BEGIN PROVIDED DATA

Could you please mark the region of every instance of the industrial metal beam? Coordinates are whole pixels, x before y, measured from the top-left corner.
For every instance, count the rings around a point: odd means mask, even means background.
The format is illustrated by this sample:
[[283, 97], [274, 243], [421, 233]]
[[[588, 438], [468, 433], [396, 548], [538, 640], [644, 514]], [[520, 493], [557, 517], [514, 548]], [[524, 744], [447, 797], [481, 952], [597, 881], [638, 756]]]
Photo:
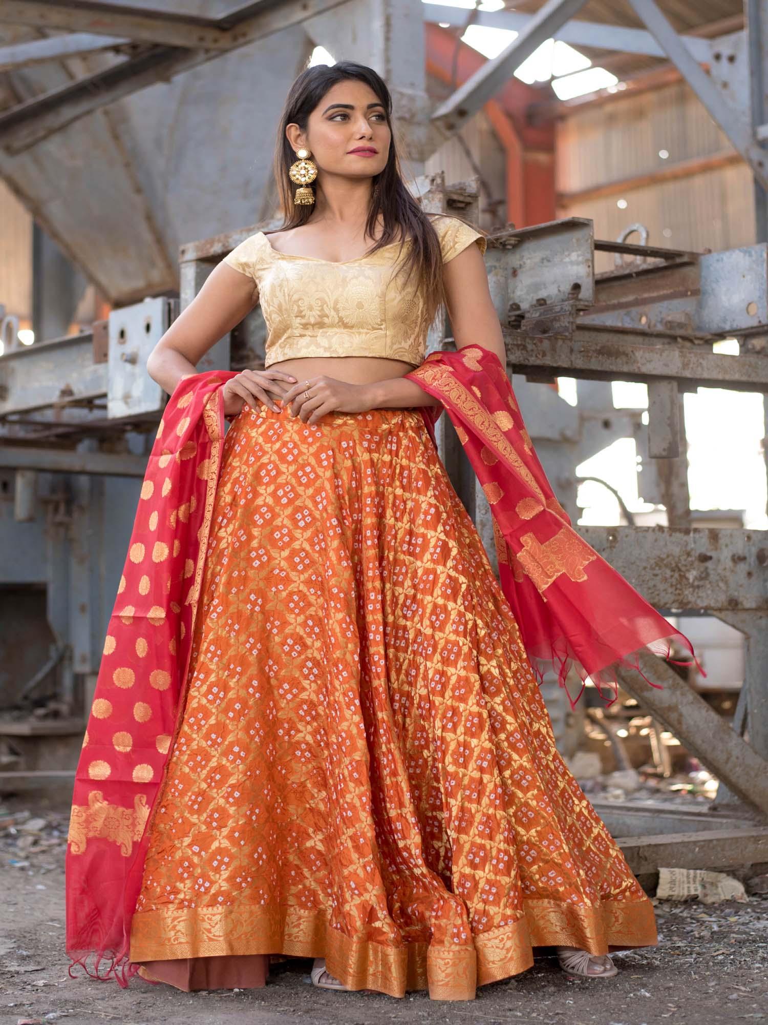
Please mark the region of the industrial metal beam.
[[[447, 7], [440, 3], [425, 3], [424, 20], [442, 23], [455, 28], [467, 24], [470, 11], [461, 7]], [[505, 29], [507, 32], [523, 32], [532, 14], [521, 14], [513, 10], [473, 10], [472, 25], [488, 29]], [[667, 53], [658, 45], [653, 36], [644, 29], [631, 29], [623, 25], [606, 25], [604, 22], [582, 22], [573, 19], [566, 22], [551, 33], [553, 39], [559, 39], [571, 46], [589, 46], [596, 49], [611, 50], [618, 53], [636, 53], [640, 56], [666, 57]], [[705, 39], [685, 35], [681, 37], [690, 52], [697, 60], [710, 58], [710, 45]]]
[[[445, 135], [458, 132], [488, 99], [492, 99], [543, 42], [573, 17], [586, 0], [547, 0], [534, 14], [517, 39], [499, 56], [487, 60], [433, 113], [431, 122]], [[692, 59], [692, 58], [691, 58]], [[695, 63], [695, 61], [694, 61]]]
[[753, 126], [723, 98], [717, 85], [691, 55], [654, 0], [629, 0], [629, 3], [701, 100], [710, 116], [750, 164], [757, 180], [764, 189], [768, 189], [767, 155], [756, 141]]
[[[42, 0], [35, 0], [35, 3], [41, 2]], [[151, 46], [114, 68], [36, 96], [0, 115], [0, 147], [12, 155], [22, 153], [80, 118], [124, 96], [197, 68], [223, 52], [298, 25], [345, 2], [346, 0], [286, 0], [280, 5], [267, 6], [265, 0], [264, 3], [244, 8], [248, 11], [258, 9], [260, 12], [239, 24], [237, 31], [228, 33], [226, 48], [194, 50], [178, 46]], [[5, 16], [6, 8], [0, 9]], [[113, 32], [115, 28], [112, 25]]]
[[622, 689], [664, 723], [733, 793], [768, 817], [768, 762], [662, 659], [643, 652], [640, 668], [663, 688], [649, 687], [628, 671], [618, 673]]
[[81, 56], [83, 53], [94, 53], [98, 50], [110, 50], [116, 46], [125, 46], [129, 39], [118, 36], [96, 36], [87, 32], [75, 32], [69, 36], [52, 36], [50, 39], [33, 39], [27, 43], [15, 43], [12, 46], [0, 46], [0, 72], [12, 71], [14, 68], [29, 68], [31, 65], [45, 64], [48, 60], [61, 60], [63, 57]]
[[[768, 12], [763, 0], [745, 0], [746, 53], [750, 74], [750, 118], [758, 144], [768, 139]], [[755, 237], [768, 242], [768, 192], [765, 183], [755, 181]]]
[[768, 861], [768, 829], [760, 827], [625, 836], [616, 844], [636, 875], [659, 868], [740, 868]]
[[[675, 344], [672, 332], [643, 339], [642, 330], [577, 324], [573, 337], [537, 337], [504, 331], [507, 361], [517, 374], [587, 377], [590, 380], [651, 381], [674, 377], [683, 389], [728, 387], [768, 392], [768, 359], [713, 353], [703, 345]], [[653, 344], [653, 341], [656, 343]], [[649, 343], [650, 342], [650, 343]]]
[[750, 615], [768, 612], [768, 531], [660, 526], [578, 530], [656, 609], [718, 615], [724, 610], [729, 616], [736, 609]]
[[93, 474], [138, 477], [146, 471], [146, 458], [122, 452], [78, 452], [32, 446], [0, 445], [3, 469], [37, 469], [48, 474]]
[[105, 363], [93, 362], [90, 334], [6, 353], [0, 359], [0, 416], [105, 398]]
[[244, 16], [266, 6], [262, 0], [250, 3], [226, 18], [211, 18], [98, 0], [3, 0], [0, 22], [35, 29], [121, 35], [135, 42], [189, 49], [226, 50], [233, 42], [232, 28], [239, 26]]

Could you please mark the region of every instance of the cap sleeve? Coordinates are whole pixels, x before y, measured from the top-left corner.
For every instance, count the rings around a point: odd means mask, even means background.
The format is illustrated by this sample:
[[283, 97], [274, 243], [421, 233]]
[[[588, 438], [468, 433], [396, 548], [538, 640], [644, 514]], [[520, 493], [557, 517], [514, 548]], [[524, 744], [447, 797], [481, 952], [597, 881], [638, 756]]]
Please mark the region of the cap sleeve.
[[228, 252], [226, 256], [222, 259], [222, 263], [228, 263], [236, 271], [240, 271], [241, 274], [248, 275], [249, 278], [258, 284], [259, 275], [264, 268], [267, 253], [265, 248], [269, 247], [269, 243], [264, 238], [262, 232], [258, 232], [256, 235], [251, 235], [241, 242], [239, 246], [236, 246], [231, 252]]
[[434, 222], [434, 228], [440, 240], [443, 263], [458, 256], [471, 242], [477, 243], [480, 253], [485, 255], [487, 246], [485, 236], [458, 217], [441, 216]]

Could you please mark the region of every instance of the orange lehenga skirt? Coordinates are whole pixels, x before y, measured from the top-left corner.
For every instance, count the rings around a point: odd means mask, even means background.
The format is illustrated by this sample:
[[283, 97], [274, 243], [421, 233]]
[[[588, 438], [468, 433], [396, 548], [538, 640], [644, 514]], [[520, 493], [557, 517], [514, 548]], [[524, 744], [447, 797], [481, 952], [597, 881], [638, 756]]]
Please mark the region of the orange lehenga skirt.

END PROVIDED DATA

GIVEN REQUEST: Please reproduce every entry above word for word, omitting the pictures.

REPLY TO THE TASK:
Could you please mark the region of every instance of the industrial metal beam? Coordinates are whole pixels, x before y, measured from the top-left corner.
For every instance, count the rings around a point: odd means mask, even means background.
The format is illustrated by this sample:
[[283, 97], [274, 243], [421, 233]]
[[[588, 438], [468, 433], [396, 548], [538, 640], [644, 514]], [[520, 493], [557, 517], [514, 548]], [[524, 744], [447, 797], [481, 952], [597, 881], [638, 756]]]
Photo:
Please mark the region of the industrial metal beam.
[[[447, 7], [440, 3], [425, 3], [424, 20], [442, 23], [455, 28], [467, 24], [470, 11], [461, 7]], [[505, 29], [507, 32], [523, 32], [532, 14], [521, 14], [513, 10], [473, 10], [472, 25], [488, 29]], [[667, 53], [658, 45], [653, 36], [644, 29], [631, 29], [623, 25], [606, 25], [604, 22], [582, 22], [573, 19], [566, 22], [551, 33], [553, 39], [559, 39], [571, 46], [589, 46], [596, 49], [611, 50], [618, 53], [636, 53], [640, 56], [666, 57]], [[705, 39], [685, 35], [681, 37], [690, 52], [697, 60], [710, 58], [710, 45]]]
[[[445, 135], [458, 132], [488, 99], [492, 99], [543, 42], [573, 17], [586, 0], [547, 0], [534, 14], [517, 39], [499, 56], [487, 60], [433, 113], [431, 122]], [[692, 59], [692, 58], [691, 58]], [[695, 63], [695, 61], [694, 61]]]
[[753, 126], [723, 98], [717, 85], [691, 55], [654, 0], [629, 0], [629, 3], [701, 100], [710, 116], [750, 164], [757, 180], [764, 189], [768, 189], [767, 155], [756, 141]]
[[[42, 0], [35, 0], [35, 3], [41, 2]], [[151, 46], [114, 68], [36, 96], [0, 115], [0, 147], [12, 155], [22, 153], [80, 118], [124, 96], [197, 68], [223, 52], [298, 25], [345, 2], [346, 0], [286, 0], [280, 5], [267, 6], [265, 0], [264, 3], [244, 8], [248, 11], [258, 9], [260, 12], [239, 24], [237, 31], [228, 33], [226, 48], [194, 50], [178, 46]], [[5, 16], [6, 8], [0, 9]], [[113, 32], [115, 28], [112, 25]]]
[[622, 689], [664, 723], [733, 793], [768, 817], [768, 762], [662, 659], [643, 652], [640, 668], [663, 688], [649, 687], [628, 671], [618, 673]]
[[81, 56], [83, 53], [94, 53], [98, 50], [110, 50], [116, 46], [125, 46], [129, 39], [118, 36], [96, 36], [87, 32], [75, 32], [69, 36], [52, 36], [50, 39], [33, 39], [27, 43], [15, 43], [12, 46], [0, 46], [0, 72], [12, 71], [14, 68], [29, 68], [31, 65], [45, 64], [48, 60], [61, 60], [63, 57]]
[[[768, 12], [763, 0], [745, 0], [746, 53], [750, 74], [750, 118], [758, 144], [768, 139]], [[755, 237], [768, 242], [768, 192], [765, 183], [755, 181]]]
[[768, 861], [768, 829], [760, 827], [625, 836], [616, 844], [636, 875], [659, 868], [740, 868]]
[[[675, 344], [672, 332], [643, 339], [642, 330], [577, 324], [573, 337], [537, 337], [504, 331], [507, 361], [517, 374], [587, 377], [590, 380], [651, 381], [674, 377], [683, 389], [728, 387], [768, 392], [768, 359], [713, 353], [703, 345]], [[653, 344], [653, 341], [656, 343]], [[649, 343], [650, 342], [650, 343]]]
[[750, 615], [768, 612], [768, 531], [660, 526], [578, 530], [656, 609], [718, 615], [724, 610], [729, 616], [736, 609]]
[[93, 474], [138, 477], [146, 471], [146, 458], [122, 452], [78, 452], [32, 446], [0, 445], [3, 469], [37, 469], [48, 474]]
[[105, 363], [93, 362], [90, 334], [6, 353], [0, 359], [0, 416], [105, 398]]
[[244, 16], [266, 6], [262, 0], [250, 3], [226, 18], [211, 18], [98, 0], [3, 0], [0, 22], [35, 29], [121, 35], [135, 42], [189, 49], [226, 50], [233, 42], [232, 28], [239, 26]]

Could you please mark the region of every instance of the cap sleeve? Coordinates are whole pixels, x before y, measured from the top-left corner.
For every instance, count the rings around a point: odd means mask, even means background.
The format is illustrated by this sample:
[[283, 97], [274, 243], [421, 233]]
[[[588, 438], [468, 433], [396, 548], [538, 640], [644, 514]], [[520, 493], [557, 517], [514, 548]], [[524, 744], [447, 797], [481, 952], [597, 881], [638, 756]]]
Please mark the region of the cap sleeve.
[[228, 252], [226, 256], [222, 259], [222, 263], [228, 263], [236, 271], [240, 271], [241, 274], [248, 275], [249, 278], [258, 284], [259, 275], [264, 268], [267, 253], [265, 248], [269, 247], [269, 243], [264, 238], [262, 232], [258, 232], [256, 235], [251, 235], [241, 242], [239, 246], [236, 246], [231, 252]]
[[434, 222], [434, 228], [440, 240], [443, 263], [458, 256], [471, 242], [477, 243], [480, 253], [485, 255], [487, 246], [485, 236], [458, 217], [441, 216]]

Could you please mark the region of every instance of the orange lehenga skirt? Coordinates are whole pixels, x before y, measured from the top-left corner.
For every instance, count the rings around a point: odd means mask, even means background.
The format is illustrated by this sample:
[[283, 97], [274, 243], [421, 233]]
[[[588, 438], [468, 433], [396, 548], [538, 640], [644, 514]], [[520, 493], [557, 517], [514, 548]], [[524, 744], [447, 797], [481, 952], [597, 881], [638, 756]]]
Please mark the region of the orange lehenga skirt.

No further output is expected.